Stored items:
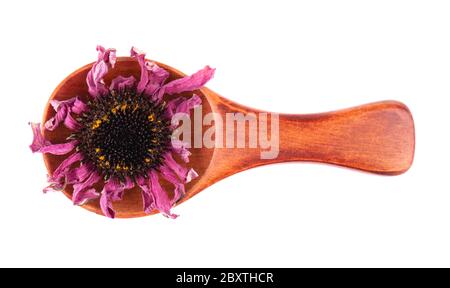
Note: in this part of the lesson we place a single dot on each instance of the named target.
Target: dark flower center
(123, 134)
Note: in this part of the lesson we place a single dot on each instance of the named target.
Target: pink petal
(59, 149)
(147, 196)
(106, 60)
(121, 83)
(180, 147)
(38, 139)
(63, 109)
(172, 178)
(39, 143)
(79, 174)
(106, 206)
(186, 175)
(60, 176)
(117, 195)
(152, 76)
(84, 196)
(61, 113)
(64, 166)
(182, 105)
(71, 123)
(80, 195)
(190, 83)
(78, 106)
(162, 201)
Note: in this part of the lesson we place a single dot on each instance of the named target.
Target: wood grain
(376, 138)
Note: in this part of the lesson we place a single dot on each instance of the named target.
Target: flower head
(121, 137)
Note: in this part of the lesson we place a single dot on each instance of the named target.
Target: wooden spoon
(376, 138)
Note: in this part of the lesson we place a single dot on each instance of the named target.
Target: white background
(283, 56)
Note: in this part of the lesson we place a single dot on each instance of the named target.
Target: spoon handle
(377, 138)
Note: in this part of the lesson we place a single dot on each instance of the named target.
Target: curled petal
(80, 190)
(172, 178)
(79, 174)
(106, 206)
(59, 149)
(60, 177)
(71, 123)
(63, 109)
(121, 83)
(64, 166)
(117, 194)
(147, 196)
(180, 147)
(84, 196)
(186, 175)
(152, 76)
(40, 144)
(190, 83)
(60, 116)
(38, 139)
(182, 105)
(78, 106)
(106, 60)
(162, 201)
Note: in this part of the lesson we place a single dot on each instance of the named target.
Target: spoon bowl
(377, 138)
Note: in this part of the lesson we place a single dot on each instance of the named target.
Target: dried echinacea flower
(121, 137)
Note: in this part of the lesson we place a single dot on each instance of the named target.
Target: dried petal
(38, 139)
(39, 143)
(186, 175)
(121, 83)
(170, 176)
(63, 109)
(162, 201)
(147, 196)
(80, 190)
(78, 106)
(59, 149)
(106, 206)
(180, 147)
(106, 60)
(152, 76)
(190, 83)
(64, 166)
(182, 105)
(71, 123)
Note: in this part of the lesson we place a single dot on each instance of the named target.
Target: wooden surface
(376, 138)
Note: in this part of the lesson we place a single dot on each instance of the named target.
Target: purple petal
(162, 201)
(186, 175)
(147, 196)
(39, 143)
(59, 117)
(106, 206)
(190, 83)
(117, 195)
(180, 147)
(59, 149)
(60, 176)
(80, 195)
(63, 109)
(84, 196)
(79, 174)
(64, 166)
(78, 106)
(94, 79)
(182, 105)
(172, 178)
(38, 139)
(121, 83)
(71, 123)
(152, 76)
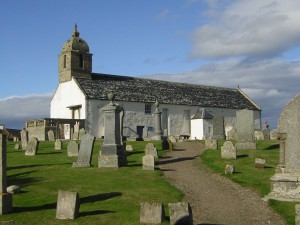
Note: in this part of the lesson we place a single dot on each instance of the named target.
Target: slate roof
(135, 89)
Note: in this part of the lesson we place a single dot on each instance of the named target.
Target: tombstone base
(6, 203)
(285, 187)
(245, 146)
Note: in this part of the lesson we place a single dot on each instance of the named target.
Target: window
(147, 109)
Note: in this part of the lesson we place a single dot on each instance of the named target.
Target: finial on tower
(75, 33)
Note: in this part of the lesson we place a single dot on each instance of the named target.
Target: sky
(254, 45)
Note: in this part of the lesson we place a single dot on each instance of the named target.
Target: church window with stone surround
(65, 61)
(80, 61)
(147, 109)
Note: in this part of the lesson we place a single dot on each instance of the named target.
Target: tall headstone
(24, 138)
(67, 205)
(180, 213)
(50, 134)
(245, 129)
(113, 153)
(286, 181)
(218, 128)
(6, 201)
(32, 147)
(72, 148)
(157, 123)
(85, 152)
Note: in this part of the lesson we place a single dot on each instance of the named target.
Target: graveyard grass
(107, 196)
(248, 176)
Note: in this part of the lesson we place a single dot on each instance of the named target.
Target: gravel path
(213, 198)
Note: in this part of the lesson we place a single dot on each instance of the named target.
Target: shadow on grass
(175, 160)
(95, 212)
(242, 156)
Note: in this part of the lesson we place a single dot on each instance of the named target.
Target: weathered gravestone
(152, 213)
(260, 163)
(113, 152)
(228, 151)
(218, 128)
(72, 148)
(151, 150)
(57, 144)
(6, 199)
(85, 152)
(286, 181)
(148, 162)
(32, 147)
(50, 134)
(67, 205)
(180, 213)
(24, 138)
(245, 129)
(211, 144)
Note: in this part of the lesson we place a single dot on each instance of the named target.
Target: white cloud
(15, 110)
(249, 28)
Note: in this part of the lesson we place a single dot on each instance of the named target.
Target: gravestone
(151, 150)
(113, 152)
(266, 133)
(67, 205)
(260, 163)
(286, 181)
(24, 138)
(245, 129)
(32, 147)
(6, 199)
(259, 135)
(180, 213)
(72, 148)
(152, 213)
(228, 151)
(57, 144)
(211, 144)
(218, 128)
(81, 133)
(157, 134)
(85, 152)
(50, 134)
(229, 169)
(148, 162)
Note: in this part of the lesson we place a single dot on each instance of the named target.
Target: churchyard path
(214, 199)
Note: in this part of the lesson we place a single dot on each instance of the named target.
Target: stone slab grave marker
(151, 150)
(180, 213)
(85, 152)
(218, 128)
(57, 144)
(24, 138)
(6, 199)
(32, 147)
(113, 152)
(211, 144)
(228, 151)
(245, 129)
(50, 134)
(260, 163)
(286, 181)
(67, 205)
(148, 162)
(72, 148)
(152, 213)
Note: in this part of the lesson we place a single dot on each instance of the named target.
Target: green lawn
(249, 176)
(107, 196)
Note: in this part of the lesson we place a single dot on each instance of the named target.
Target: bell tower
(74, 59)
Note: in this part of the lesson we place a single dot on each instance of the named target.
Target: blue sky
(254, 44)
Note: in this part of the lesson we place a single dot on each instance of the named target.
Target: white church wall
(67, 94)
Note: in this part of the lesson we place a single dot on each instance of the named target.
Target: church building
(81, 94)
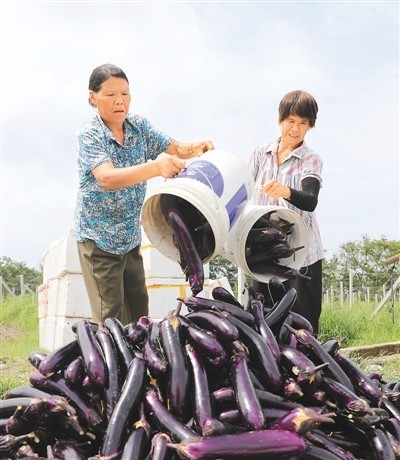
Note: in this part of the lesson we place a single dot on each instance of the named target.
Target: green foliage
(220, 267)
(365, 258)
(356, 325)
(11, 271)
(21, 314)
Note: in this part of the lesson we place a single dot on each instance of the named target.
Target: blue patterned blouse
(111, 218)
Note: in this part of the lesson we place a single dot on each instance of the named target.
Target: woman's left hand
(200, 147)
(275, 189)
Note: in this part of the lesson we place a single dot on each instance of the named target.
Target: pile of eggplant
(224, 381)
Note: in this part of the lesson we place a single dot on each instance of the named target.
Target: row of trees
(366, 258)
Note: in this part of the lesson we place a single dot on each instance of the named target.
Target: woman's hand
(169, 165)
(185, 150)
(275, 189)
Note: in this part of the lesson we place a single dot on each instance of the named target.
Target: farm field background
(19, 335)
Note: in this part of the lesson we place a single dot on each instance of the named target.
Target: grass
(20, 336)
(357, 326)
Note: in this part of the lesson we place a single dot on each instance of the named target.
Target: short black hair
(298, 103)
(102, 73)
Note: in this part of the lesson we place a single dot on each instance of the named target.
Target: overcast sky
(201, 70)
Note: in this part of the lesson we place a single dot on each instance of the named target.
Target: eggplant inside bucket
(268, 241)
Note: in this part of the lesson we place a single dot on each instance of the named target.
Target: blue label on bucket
(236, 204)
(206, 173)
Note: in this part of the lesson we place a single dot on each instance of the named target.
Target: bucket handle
(207, 179)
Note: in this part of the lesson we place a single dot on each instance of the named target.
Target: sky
(201, 70)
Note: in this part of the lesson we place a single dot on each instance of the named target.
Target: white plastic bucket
(234, 248)
(218, 184)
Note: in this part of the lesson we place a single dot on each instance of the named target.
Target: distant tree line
(365, 257)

* [Task goal] Apart from the images, every line above needs to be printed again exactly.

* [Task answer]
Note: in this part of the lesson we place a single dot on each instance of the named target.
Target: dark flower center
(123, 134)
Note: in this part of the lesson we place a single dot on each instance of the named target.
Target: pink petal
(59, 149)
(147, 196)
(106, 60)
(121, 83)
(180, 147)
(38, 139)
(63, 109)
(172, 178)
(39, 143)
(79, 174)
(106, 206)
(186, 175)
(60, 176)
(117, 195)
(152, 76)
(84, 196)
(61, 113)
(64, 166)
(182, 105)
(71, 123)
(80, 195)
(190, 83)
(78, 106)
(162, 201)
Note: in this part of the lesson we place a single dot on each instance of the named target.
Target: wood grain
(376, 138)
Note: in this part of the lesson we place a single dot on each instance of the named target.
Target: flower head
(121, 137)
Note: in this part of the lesson we place a single dot on each instance of the named target.
Target: wooden spoon
(376, 138)
Note: in this part of the lesson we place a single dot on each instance of the named target.
Target: white background
(283, 56)
Note: in this part of the lesson we place a single dot on each instance of the named target.
Target: spoon handle
(377, 138)
Note: in this part of the lesson we place a single dot on each instance of the named target.
Target: curled petal
(80, 190)
(172, 178)
(79, 174)
(106, 206)
(59, 149)
(60, 177)
(71, 123)
(63, 109)
(121, 83)
(64, 166)
(117, 194)
(147, 196)
(180, 147)
(84, 196)
(186, 175)
(152, 76)
(40, 144)
(190, 83)
(60, 116)
(38, 139)
(182, 105)
(78, 106)
(106, 60)
(162, 201)
Note: in this part of the lesson we place a single dot on each instance of the named target.
Target: spoon bowl
(377, 138)
Note: in this part of the lesson we place a single dot on each instance of the named target.
Target: dried echinacea flower
(121, 137)
Note: in this part of the lesson we place a single dot on each instance of the named target.
Target: dried petal
(38, 139)
(39, 143)
(186, 175)
(121, 83)
(170, 176)
(63, 109)
(162, 201)
(147, 196)
(80, 190)
(78, 106)
(59, 149)
(106, 206)
(180, 147)
(106, 60)
(152, 76)
(190, 83)
(64, 166)
(182, 105)
(71, 123)
Note: in this part of the lesson we place a single dot on each instance of the named target.
Target: wooden surface
(376, 138)
Note: in this part of the lesson we place a single dot on each instance of the named target.
Target: purple petal
(162, 201)
(186, 175)
(147, 196)
(39, 143)
(59, 117)
(106, 206)
(190, 83)
(117, 195)
(180, 147)
(59, 149)
(60, 176)
(80, 195)
(63, 109)
(84, 196)
(79, 174)
(64, 166)
(78, 106)
(94, 79)
(182, 105)
(172, 178)
(38, 139)
(121, 83)
(71, 123)
(152, 76)
Note: in this part of the lesson we place a single dot on each instance of the named target.
Target: slate roof
(135, 89)
Note: in this part of the lesson we place a single dot on each instance of the named target.
Target: tombstone base
(6, 203)
(285, 187)
(245, 146)
Note: in this part of the lesson we place a single dot on each instance of the named target.
Target: window
(147, 109)
Note: in this part of the lesson we place a single dot on each instance of the named target.
Target: finial on tower
(75, 33)
Note: in this part of the lesson we place a single dot on each instance of the named target.
Target: sky
(254, 45)
Note: in this part of the lesson we place a single dot on each instance of the named target.
Target: church window with stone surround
(65, 61)
(80, 61)
(147, 109)
Note: in this part of the lesson we place a single dot on each instance of the named target.
Target: tall headstone
(24, 138)
(67, 205)
(180, 213)
(50, 134)
(245, 129)
(113, 153)
(286, 181)
(218, 128)
(6, 201)
(32, 147)
(72, 148)
(157, 123)
(85, 152)
Note: in this part of the lesson we place a single dot on each instance of the named target.
Target: graveyard grass
(107, 196)
(248, 176)
Note: in this part of the lesson we place a single dot on each instance of the named target.
Target: gravel path
(213, 198)
Note: in this part of the lesson we place a single dot on each instance of the named target.
Target: shadow on grass
(175, 160)
(95, 212)
(242, 156)
Note: in this part of the lesson we place a single dot on each instance of the named target.
Target: weathered gravestone
(152, 213)
(260, 163)
(113, 152)
(228, 151)
(218, 128)
(72, 148)
(151, 150)
(57, 144)
(6, 199)
(85, 152)
(286, 181)
(148, 162)
(32, 147)
(50, 134)
(67, 205)
(180, 213)
(24, 138)
(245, 129)
(211, 144)
Note: in this part of the lesson we place a single dot on each instance of the named target.
Target: white cloud
(15, 110)
(249, 28)
Note: in this part of the lesson we place a single dot on each instance of the named target.
Target: gravestone
(151, 150)
(113, 152)
(266, 133)
(67, 205)
(260, 163)
(286, 181)
(24, 138)
(245, 129)
(32, 147)
(6, 199)
(259, 135)
(180, 213)
(72, 148)
(152, 213)
(228, 151)
(57, 144)
(211, 144)
(218, 128)
(81, 133)
(157, 134)
(85, 152)
(50, 134)
(229, 169)
(148, 162)
Note: in this part of the lesson we place a single dot on each instance of the named target.
Target: churchyard path
(214, 199)
Note: in this part of the lesson we place a single dot on each instance of the named target.
Target: stone slab grave marker
(151, 150)
(180, 213)
(85, 152)
(218, 128)
(57, 144)
(24, 138)
(6, 199)
(32, 147)
(113, 152)
(211, 144)
(228, 151)
(245, 129)
(50, 134)
(260, 163)
(286, 181)
(67, 205)
(148, 162)
(72, 148)
(152, 213)
Note: in this part of the lesson we place a single dot on each instance of the named target.
Target: green lawn
(249, 176)
(107, 196)
Note: in this part of the lesson we place a single dot on each instance of the named target.
Target: bell tower
(74, 59)
Note: in this part of the lesson we place a single dot on each instance of the named target.
Target: blue sky
(254, 44)
Note: in this part of the lesson we place a single dot on each instance of the named target.
Target: white church wall
(67, 94)
Note: in this part of the lesson we place a single dot on each instance of the named target.
Target: church building
(81, 94)
Note: in this part of the lesson we place a single dot on each instance of the named target.
Target: green foliage
(220, 267)
(365, 258)
(356, 325)
(11, 271)
(21, 314)
Note: in this part of the lesson we place a single dot on each instance of the named target.
Target: blue patterned blouse
(111, 218)
Note: in this part of the lesson we place a single dot on each instance of the named target.
Target: woman's left hand
(200, 147)
(275, 189)
Note: in this part of the lesson we place a single dot on each instance of the named target.
Target: pile of eggplant
(224, 381)
Note: in this part of the lesson we place a single dot on each instance of the named target.
Target: row of trees
(366, 258)
Note: in this part of the lesson we place a single dot on each instance of the named target.
Target: woman's hand
(169, 165)
(185, 150)
(275, 189)
Note: in this part of the lesson we place a single dot on each instance of the named target.
Target: farm field background
(19, 335)
Note: in this part of the lesson we place a single dot on each instance of the named target.
Target: grass
(20, 336)
(357, 326)
Note: in this part of the lesson we place a single dot on each instance of the named target.
Target: short black hair
(298, 103)
(102, 73)
Note: in this part of the lesson we place a single dot on each instance of the named target.
Target: overcast sky
(201, 70)
Note: in this part of the lesson we place a single dot on each instance of the named target.
Target: eggplant inside bucket
(268, 241)
Note: in this part of the lesson we place a single dot on each instance of the named target.
Target: blue label on bucket
(236, 204)
(206, 173)
Note: in this part of the lesson we place a single dot on each instance of the named target.
Target: bucket handle
(207, 179)
Note: in this part of the lesson we place a single dot on each instance of the named target.
Target: sky
(201, 70)
Note: in this part of the lesson we place a single dot on each instance of the named target.
Target: white plastic bucket
(234, 248)
(218, 184)
Note: in this part of the lesson we place a single dot on each instance of the named target.
Target: distant tree line
(365, 257)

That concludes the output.